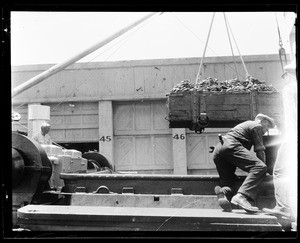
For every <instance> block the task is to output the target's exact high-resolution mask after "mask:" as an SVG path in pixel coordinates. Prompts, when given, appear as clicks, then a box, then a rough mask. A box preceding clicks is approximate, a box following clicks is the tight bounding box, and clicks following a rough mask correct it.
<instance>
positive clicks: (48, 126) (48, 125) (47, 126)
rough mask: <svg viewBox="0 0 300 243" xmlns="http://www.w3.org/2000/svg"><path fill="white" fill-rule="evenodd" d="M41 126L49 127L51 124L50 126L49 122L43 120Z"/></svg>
mask: <svg viewBox="0 0 300 243" xmlns="http://www.w3.org/2000/svg"><path fill="white" fill-rule="evenodd" d="M41 127H51V126H50V124H49V123H47V122H44V123H42V125H41Z"/></svg>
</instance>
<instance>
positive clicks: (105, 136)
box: [99, 136, 111, 142]
mask: <svg viewBox="0 0 300 243" xmlns="http://www.w3.org/2000/svg"><path fill="white" fill-rule="evenodd" d="M99 141H100V142H110V141H111V136H102V137H101V138H100V139H99Z"/></svg>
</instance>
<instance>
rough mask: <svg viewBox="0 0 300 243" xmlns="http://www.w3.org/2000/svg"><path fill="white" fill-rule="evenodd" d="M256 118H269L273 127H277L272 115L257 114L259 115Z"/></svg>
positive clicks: (268, 119)
mask: <svg viewBox="0 0 300 243" xmlns="http://www.w3.org/2000/svg"><path fill="white" fill-rule="evenodd" d="M255 119H259V120H267V121H269V122H270V123H271V128H274V127H275V125H276V124H275V121H274V119H272V118H271V117H269V116H267V115H264V114H261V113H259V114H257V116H256V117H255Z"/></svg>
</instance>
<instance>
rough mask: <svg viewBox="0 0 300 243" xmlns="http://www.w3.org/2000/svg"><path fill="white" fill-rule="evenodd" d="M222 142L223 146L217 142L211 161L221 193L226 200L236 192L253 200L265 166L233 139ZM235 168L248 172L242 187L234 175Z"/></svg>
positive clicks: (225, 140)
mask: <svg viewBox="0 0 300 243" xmlns="http://www.w3.org/2000/svg"><path fill="white" fill-rule="evenodd" d="M223 141H224V142H223V144H221V143H220V142H219V143H218V144H217V145H216V147H215V150H214V152H213V160H214V163H215V165H216V168H217V171H218V173H219V176H220V186H221V187H222V191H223V192H224V194H225V195H226V197H227V198H228V200H231V198H232V197H233V196H234V195H235V194H236V193H237V192H238V193H242V194H244V195H246V196H248V197H250V198H251V199H253V200H255V198H256V196H257V193H258V190H259V187H258V186H259V185H260V183H261V182H262V180H263V179H264V178H265V176H266V172H267V166H266V164H265V163H264V162H262V161H261V160H260V159H258V158H257V157H256V156H254V155H252V154H251V153H250V151H249V150H248V149H246V148H245V147H244V146H242V144H241V143H240V142H238V141H236V140H235V139H231V138H226V137H223ZM237 167H238V168H240V169H241V170H243V171H246V172H248V175H247V176H246V179H245V180H244V182H243V183H242V185H241V184H240V182H239V180H238V177H237V175H236V174H235V171H236V168H237ZM240 185H241V186H240ZM239 186H240V187H239Z"/></svg>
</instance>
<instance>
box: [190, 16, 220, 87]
mask: <svg viewBox="0 0 300 243" xmlns="http://www.w3.org/2000/svg"><path fill="white" fill-rule="evenodd" d="M215 14H216V13H213V16H212V19H211V23H210V27H209V31H208V35H207V40H206V43H205V47H204V51H203V55H202V58H201V63H200V66H199V70H198V73H197V77H196V81H195V83H197V81H198V79H199V77H200V75H201V68H202V64H203V58H204V55H205V52H206V48H207V44H208V40H209V36H210V32H211V28H212V24H213V22H214V18H215Z"/></svg>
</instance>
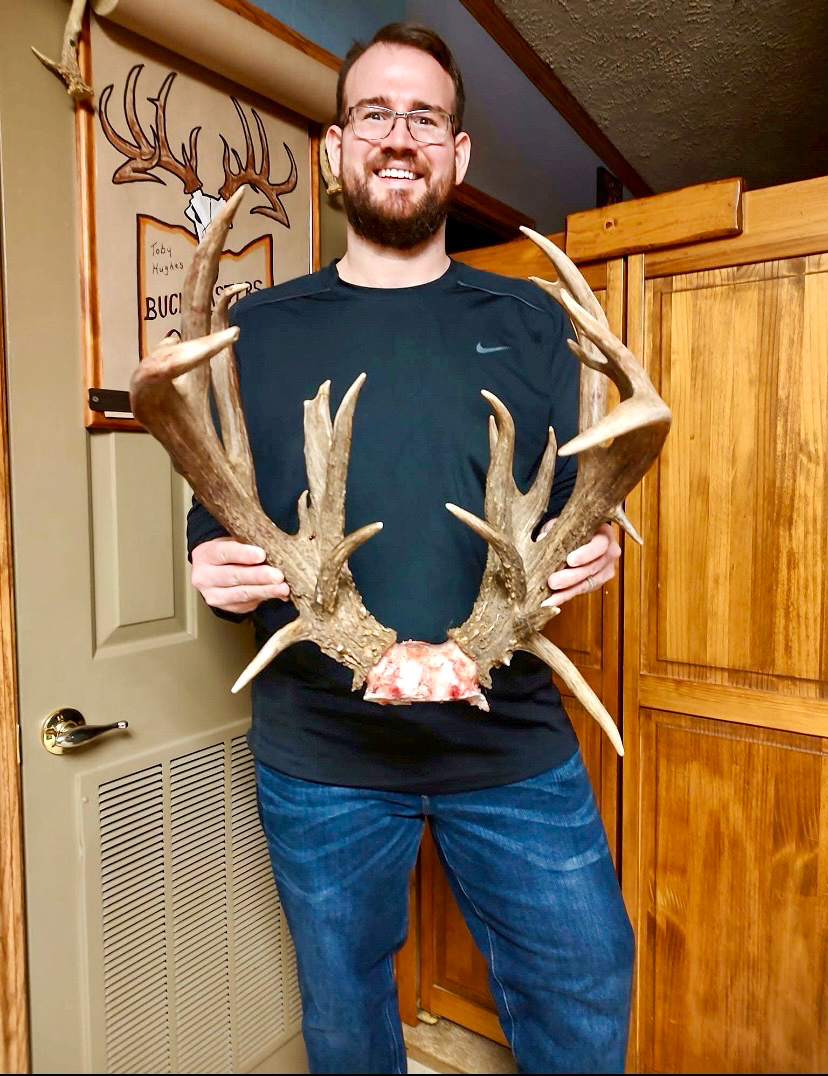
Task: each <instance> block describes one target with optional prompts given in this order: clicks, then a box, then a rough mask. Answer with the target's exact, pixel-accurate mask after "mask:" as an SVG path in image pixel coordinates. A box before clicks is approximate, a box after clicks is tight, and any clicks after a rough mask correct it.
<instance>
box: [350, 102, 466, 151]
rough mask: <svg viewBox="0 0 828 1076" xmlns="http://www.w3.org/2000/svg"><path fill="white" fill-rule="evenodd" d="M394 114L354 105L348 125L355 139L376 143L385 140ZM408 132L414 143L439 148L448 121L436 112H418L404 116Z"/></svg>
mask: <svg viewBox="0 0 828 1076" xmlns="http://www.w3.org/2000/svg"><path fill="white" fill-rule="evenodd" d="M396 119H397V113H395V112H392V111H391V110H390V109H384V108H381V107H379V105H375V104H357V105H356V107H355V108H353V109H352V110H351V122H352V124H353V127H354V133H355V134H356V137H357V138H363V139H366V140H367V141H369V142H380V141H382V139H384V138H387V137H388V136H389V134H390V132H391V128H392V127H394V124H395V121H396ZM405 122H406V123H408V125H409V132H410V133H411V137H412V138H413V139H414V140H415V141H416V142H423V143H425V144H426V145H440V144H441V143H442V142H445V140H446V138H447V136H448V131H449V130H451V126H452V117H451V116H449V115H448V113H446V112H442V111H441V110H439V109H418V110H417V111H416V112H409V113H406V114H405Z"/></svg>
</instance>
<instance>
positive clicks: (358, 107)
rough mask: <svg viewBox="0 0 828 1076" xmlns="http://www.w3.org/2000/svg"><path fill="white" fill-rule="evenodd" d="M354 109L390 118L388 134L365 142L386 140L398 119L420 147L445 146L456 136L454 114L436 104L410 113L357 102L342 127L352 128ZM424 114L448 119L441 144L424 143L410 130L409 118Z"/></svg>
mask: <svg viewBox="0 0 828 1076" xmlns="http://www.w3.org/2000/svg"><path fill="white" fill-rule="evenodd" d="M355 109H375V110H376V111H377V112H387V113H388V115H389V116H391V126H390V127H389V128H388V133H387V134H381V136H380V138H376V139H371V138H367V139H365V141H366V142H381V141H382V140H383V139H384V138H388V134H390V133H391V131H392V130H394V125H395V124H396V123H397V121H398V119H400V118H403V119H404V121H405V127H406V128H408V131H409V134H411V137H412V138H413V139H414V141H415V142H418V143H419V144H420V145H445V143H446V141H447V140H448V137H449V136H456V134H457V129H456V124H455V115H454V113H452V112H446V111H445V109H441V108H440V105H438V104H436V105H434V107H433V108H431V109H412V110H411V111H410V112H397V111H396V110H395V109H389V108H387V105H385V104H371V103H370V102H369V101H359V102H357V103H356V104H352V105H351V108H349V109H348V110H347V113H346V116H345V124H343V126H346V125H347V124H351V126H352V127H353V126H354V119H353V112H354V110H355ZM424 112H440V113H442V114H443V115H444V116H447V117H448V131H447V132H446V137H445V138H444V139H443V141H442V142H424V141H423V140H422V139H418V138H417V136H416V134H415V133H414V131H413V130H412V129H411V117H412V116H422V115H423V113H424ZM357 138H363V136H362V134H358V136H357Z"/></svg>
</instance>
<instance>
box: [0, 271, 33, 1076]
mask: <svg viewBox="0 0 828 1076" xmlns="http://www.w3.org/2000/svg"><path fill="white" fill-rule="evenodd" d="M2 311H3V289H2V279H1V278H0V458H1V459H2V468H1V473H0V1072H4V1073H27V1072H29V1068H30V1060H29V1015H28V986H27V979H26V931H25V926H24V922H25V895H24V860H23V790H22V787H20V759H19V754H18V751H19V738H18V716H17V653H16V646H15V638H16V636H15V633H16V627H15V613H14V577H13V562H12V515H11V491H10V482H9V429H8V406H6V391H5V383H6V382H5V351H4V344H3V324H2Z"/></svg>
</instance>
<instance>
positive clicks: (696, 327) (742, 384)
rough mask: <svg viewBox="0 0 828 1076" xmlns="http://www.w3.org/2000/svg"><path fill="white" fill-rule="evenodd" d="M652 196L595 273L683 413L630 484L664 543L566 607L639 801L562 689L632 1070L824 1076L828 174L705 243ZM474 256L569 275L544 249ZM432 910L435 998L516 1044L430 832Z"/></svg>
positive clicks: (516, 248) (666, 399)
mask: <svg viewBox="0 0 828 1076" xmlns="http://www.w3.org/2000/svg"><path fill="white" fill-rule="evenodd" d="M681 194H682V197H683V199H684V201H683V204H684V206H685V207H687V204H688V202H687V192H683V193H681ZM658 197H659V198H662V199H663V198H668V197H669V196H658ZM656 202H657V199H642V200H640V201H639V202H638V203H636V206H634V207H633V209H629V208H628V207H630V206H631V203H625V208H624V210H623V212H624V213H626V214H628V216H627V217H626V218H625V220H626V222H627V224H629V214H632V213H636V212H638V214H639V217H640V218H641V221H642V222H643V224H642V225H641V227H639V228H638V232H637V229H636V228H634V227H632V228H629V227H628V228H627V230H625V231H624V232H623V233H624V235H625V236H627V237H629V241H628V249H627V250H626V251H625V252H624V253H623V254H622V255H620V256H618V257H614V258H613V259H612V260H609V261H605V263H602V264H595V265H593V266H590V267H589V268H588V279H590V278H591V279H590V285H591V286H593V287H594V289H596V292H597V293H598V294H599V296H600V297H601V299H602V302H603V303H604V307H605V309H606V310H608V313H609V316H610V318H611V323H612V324H613V327H614V328H615V330H616V332H618V335H622V334H626V339H627V342H628V345H629V346H630V348H631V350H632V351H633V352H634V353H636V354H637V355H639V356H640V357H641V358H642V360H643V362H644V363H645V365H646V367H647V369H648V371H649V374H651V378H652V379H653V381H654V383H655V385H656V387H657V388H658V390H659V392H660V393H661V395H662V396H663V398H665V399H666V400H667V402H668V404H669V405H670V406H671V408H672V410H673V415H674V422H673V429H672V431H671V434H670V437H669V438H668V441H667V445H666V448H665V451H663V453H662V455H661V457H660V459H659V462H658V463H657V465H656V466H655V467H654V468H653V470H652V471H651V472H649V473H648V475H647V476H646V478H645V479H644V481H643V483H642V484H641V486H639V489H638V490H637V491H636V492H634V493H633V494H632V495H631V496H630V497H629V498H628V502H627V511H628V514H629V515H630V518H631V519H632V522H633V523H634V524H636V525H637V526H638V528H639V530H640V533H641V534H642V536H643V538H644V547H643V549H639V548H638V547H636V546H633V544H632V543H631V542H629V541H628V542H627V543H626V549H625V557H624V562H623V563H624V571H623V579H620V580H616V581H614V582H613V584H611V585H610V586H606V587H604V589H603V592H602V593H600V594H596V595H591V596H590V597H589V598H588V599H586V600H582V601H580V603H575V604H573V605H572V607H571V608H568V609H567V610H566V612H565V613H563V614H561V617H560V618H558V619H557V620H556V621H555V622H554V631H555V637H556V641H558V642H560V643H562V645H563V646H565V647H566V648H567V650H568V652H569V653H570V655H571V656H572V657H573V660H574V661H575V662H576V664H577V665H579V667H580V668H581V669H582V671H584V674H585V676H586V677H587V679H588V680H589V682H590V683H591V685H593V686H594V688H595V689H596V690H597V691H598V693H599V694H600V695H601V696H602V697H603V699H604V702H605V705H608V708H609V709H610V711H611V712H612V713H613V716H615V717H618V718H619V719H620V722H622V723H623V728H624V739H625V747H626V750H627V755H626V758H625V760H624V774H623V785H622V787H620V791H622V795H620V796H619V779H618V766H617V763H616V760H615V758H614V752H613V751H612V748H611V747H610V745H609V744H608V742H605V738H604V737H602V735H601V734H600V731H599V730H598V726H597V725H596V724H595V722H591V720H589V719H588V718H585V717H584V716H582V713H581V712H580V707H577V704H575V703H574V702H573V700H572V699H567V700H566V702H567V704H568V707H569V709H570V713H571V716H572V719H573V723H574V724H575V727H576V731H577V733H579V737H580V739H581V741H582V747H583V750H584V754H585V758H586V761H587V766H588V768H589V771H590V775H591V777H593V781H594V787H595V789H596V793H597V795H598V798H599V802H600V804H601V809H602V813H603V817H604V821H605V824H606V827H608V833H609V835H610V840H611V844H612V845H613V848H614V851H615V852H616V862H619V865H620V867H622V881H623V888H624V894H625V900H626V902H627V906H628V910H629V912H630V917H631V919H632V922H633V926H634V929H636V934H637V938H638V975H637V986H636V1004H634V1011H633V1021H632V1033H631V1040H630V1059H629V1067H630V1071H633V1072H676V1073H685V1072H686V1073H690V1072H727V1073H745V1072H797V1073H814V1072H823V1071H825V1068H826V1066H828V1027H827V1025H826V1024H827V1023H828V1003H827V1002H826V996H827V994H826V987H825V976H826V968H828V937H827V936H826V934H827V933H828V914H827V912H826V909H827V908H828V641H827V639H828V632H826V614H827V613H828V609H827V608H826V605H827V603H828V557H826V544H827V542H828V539H827V538H826V534H827V530H828V528H827V527H826V520H827V516H828V467H827V466H826V457H827V455H828V179H825V180H812V181H808V182H805V183H798V184H790V185H787V186H784V187H774V188H768V189H767V190H757V192H753V193H747V194H744V195H741V196H740V204H739V207H738V212H739V218H740V222H741V223H740V227H741V232H740V233H739V235H729V236H726V237H724V238H712V239H709V240H706V241H703V242H693V243H688V244H687V245H676V242H675V239H674V235H675V231H674V225H672V227H673V238H671V239H670V240H669V242H671V243H672V245H670V246H667V245H663V244H661V245H659V241H658V229H657V228H654V227H653V226H652V214H651V218H649V220H648V213H649V210H648V204H649V206H651V207H652V206H653V204H654V203H656ZM700 204H701V202H700ZM689 206H690V209H685V210H684V211H685V212H687V213H689V214H691V213H693V210H691V206H693V199H690V200H689ZM663 209H665V207H663V202H661V203H660V206H658V215H660V216H662V217H663V215H665V214H663ZM596 212H598V211H596ZM601 212H602V213H603V214H604V215H605V214H606V211H605V210H604V211H601ZM582 216H583V215H582ZM667 218H669V214H667ZM579 224H580V229H581V233H582V235H583V220H581V221H580V222H579ZM693 224H694V222H691V221H689V220H688V230H687V235H690V233H691V232H693V227H691V225H693ZM696 224H698V222H696ZM604 226H605V222H604ZM730 230H731V231H732V228H731V229H730ZM637 233H638V235H639V236H641V237H645V242H644V241H643V240H642V242H641V245H640V246H639V247H637V245H636V236H637ZM696 233H697V235H698V233H704V229H703V227H702V228H701V229H700V230H699V229H697V232H696ZM554 238H556V237H554ZM557 238H558V241H559V242H560V243H561V244H562V243H563V242H565V240H566V237H563V236H561V237H557ZM616 242H617V241H616ZM644 245H645V246H646V251H645V252H642V251H643V247H644ZM614 253H617V251H615V252H614ZM467 260H469V261H470V263H472V264H474V265H477V266H480V267H481V268H487V269H492V270H494V271H499V272H508V273H513V274H515V275H522V277H527V275H529V274H531V273H536V274H540V275H548V273H549V268H548V264H544V259H543V258H542V257H541V256H539V255H538V254H537V252H536V249H534V247H533V246H531V245H530V244H529V243H528V242H524V241H520V242H515V243H510V244H505V246H502V247H494V249H491V250H489V251H487V252H473V253H472V254H471V255H469V256H468V257H467ZM616 838H617V843H616ZM419 923H420V944H419V971H420V982H419V996H420V999H422V1004H423V1005H424V1006H425V1007H426V1008H429V1009H431V1010H432V1011H436V1013H441V1014H443V1015H445V1016H447V1017H449V1018H451V1019H454V1020H457V1021H458V1022H460V1023H465V1024H466V1025H467V1027H471V1028H473V1029H474V1030H477V1031H481V1032H483V1033H484V1034H489V1035H490V1036H492V1037H499V1036H498V1032H499V1029H498V1025H497V1018H496V1017H495V1009H494V1003H492V1002H491V1000H490V997H489V995H488V991H487V988H486V976H485V965H484V962H483V958H482V957H481V955H480V953H477V952H476V950H475V949H474V945H473V943H472V940H471V937H470V935H469V934H468V932H467V931H466V926H465V924H463V923H462V920H461V918H460V916H459V912H458V911H457V909H456V907H454V905H453V898H452V896H451V893H449V891H448V888H447V884H446V882H445V880H444V879H443V878H442V875H441V873H440V867H439V865H438V863H437V859H436V855H434V853H433V849H432V848H431V847H430V845H429V844H428V843H426V844H425V846H424V850H423V856H422V865H420V884H419ZM501 1040H502V1037H501Z"/></svg>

REQUIREMENT ->
Leave the pictures out and repeat exactly the lines from the beginning of the records to the line bearing "positive clicks: (48, 126)", both ends counted.

RESULT FOR THIS EXERCISE ->
For every <instance> block the task is to output the target's exact high-resolution mask after "mask:" as an SVG path in pixel coordinates. Prompts, when given, appear as clicks, then a box, then a rough mask. A box preceding clicks is approximate, a box following clicks is the tight bounding box, and clicks following a rough mask correct it.
<instance>
positive clicks: (48, 126) (48, 125) (47, 126)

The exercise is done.